- [DATA TO EXAMINE]
####################
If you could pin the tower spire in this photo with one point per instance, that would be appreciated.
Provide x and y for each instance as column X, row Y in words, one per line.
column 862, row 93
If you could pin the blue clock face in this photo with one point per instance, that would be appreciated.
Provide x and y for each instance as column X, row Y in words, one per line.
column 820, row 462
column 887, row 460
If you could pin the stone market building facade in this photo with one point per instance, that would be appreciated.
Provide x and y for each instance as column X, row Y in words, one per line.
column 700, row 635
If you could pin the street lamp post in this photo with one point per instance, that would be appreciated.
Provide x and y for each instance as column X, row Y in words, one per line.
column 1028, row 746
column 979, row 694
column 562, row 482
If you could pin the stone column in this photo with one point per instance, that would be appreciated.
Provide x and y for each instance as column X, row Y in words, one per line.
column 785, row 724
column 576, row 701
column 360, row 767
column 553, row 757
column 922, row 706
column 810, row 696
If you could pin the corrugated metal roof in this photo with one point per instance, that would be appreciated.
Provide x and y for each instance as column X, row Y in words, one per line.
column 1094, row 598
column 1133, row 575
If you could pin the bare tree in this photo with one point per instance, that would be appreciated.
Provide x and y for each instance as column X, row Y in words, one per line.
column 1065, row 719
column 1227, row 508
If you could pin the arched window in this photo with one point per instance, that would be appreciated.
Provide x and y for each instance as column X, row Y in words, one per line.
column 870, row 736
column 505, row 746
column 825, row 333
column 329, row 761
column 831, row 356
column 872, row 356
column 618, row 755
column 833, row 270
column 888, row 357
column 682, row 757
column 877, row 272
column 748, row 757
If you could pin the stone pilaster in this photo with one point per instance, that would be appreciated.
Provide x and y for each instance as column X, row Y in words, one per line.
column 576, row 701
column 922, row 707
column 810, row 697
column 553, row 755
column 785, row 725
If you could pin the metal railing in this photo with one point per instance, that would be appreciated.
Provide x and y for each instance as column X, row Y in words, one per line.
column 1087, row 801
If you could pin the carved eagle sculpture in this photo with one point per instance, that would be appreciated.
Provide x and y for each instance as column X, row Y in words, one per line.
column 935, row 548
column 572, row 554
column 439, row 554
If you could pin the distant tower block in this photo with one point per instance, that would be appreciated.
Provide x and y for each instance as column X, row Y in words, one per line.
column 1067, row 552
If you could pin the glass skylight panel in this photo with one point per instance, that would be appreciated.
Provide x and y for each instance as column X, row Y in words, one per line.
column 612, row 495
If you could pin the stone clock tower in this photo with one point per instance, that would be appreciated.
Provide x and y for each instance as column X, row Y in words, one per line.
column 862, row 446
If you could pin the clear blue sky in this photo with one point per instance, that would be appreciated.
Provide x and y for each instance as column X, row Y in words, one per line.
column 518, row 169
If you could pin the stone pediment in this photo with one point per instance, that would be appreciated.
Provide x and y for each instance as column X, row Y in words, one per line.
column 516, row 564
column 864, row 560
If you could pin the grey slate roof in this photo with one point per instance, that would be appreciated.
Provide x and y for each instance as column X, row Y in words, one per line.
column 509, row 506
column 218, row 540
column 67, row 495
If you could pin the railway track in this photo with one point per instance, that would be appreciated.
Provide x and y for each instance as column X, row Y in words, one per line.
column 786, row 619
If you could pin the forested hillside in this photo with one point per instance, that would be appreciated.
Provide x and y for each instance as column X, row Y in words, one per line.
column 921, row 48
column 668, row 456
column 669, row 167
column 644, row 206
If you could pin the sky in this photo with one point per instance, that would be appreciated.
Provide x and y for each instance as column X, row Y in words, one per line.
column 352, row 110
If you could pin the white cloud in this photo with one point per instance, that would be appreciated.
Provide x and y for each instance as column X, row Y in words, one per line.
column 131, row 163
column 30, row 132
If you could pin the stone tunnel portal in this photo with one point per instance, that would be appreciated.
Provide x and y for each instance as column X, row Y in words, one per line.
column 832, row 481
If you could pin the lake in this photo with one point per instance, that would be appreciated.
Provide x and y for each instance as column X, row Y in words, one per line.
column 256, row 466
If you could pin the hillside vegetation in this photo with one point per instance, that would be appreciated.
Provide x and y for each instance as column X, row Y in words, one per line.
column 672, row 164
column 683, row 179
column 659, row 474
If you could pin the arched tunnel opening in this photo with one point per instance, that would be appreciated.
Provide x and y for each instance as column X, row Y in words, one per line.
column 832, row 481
####################
Every line containing the word "clock" must be copied from the material above.

If you could pin the blue clock face in this photo with one point per instance, that would be appreciated.
If you could pin the stone clock tower in this photo with one point per instance, that would be appreciated.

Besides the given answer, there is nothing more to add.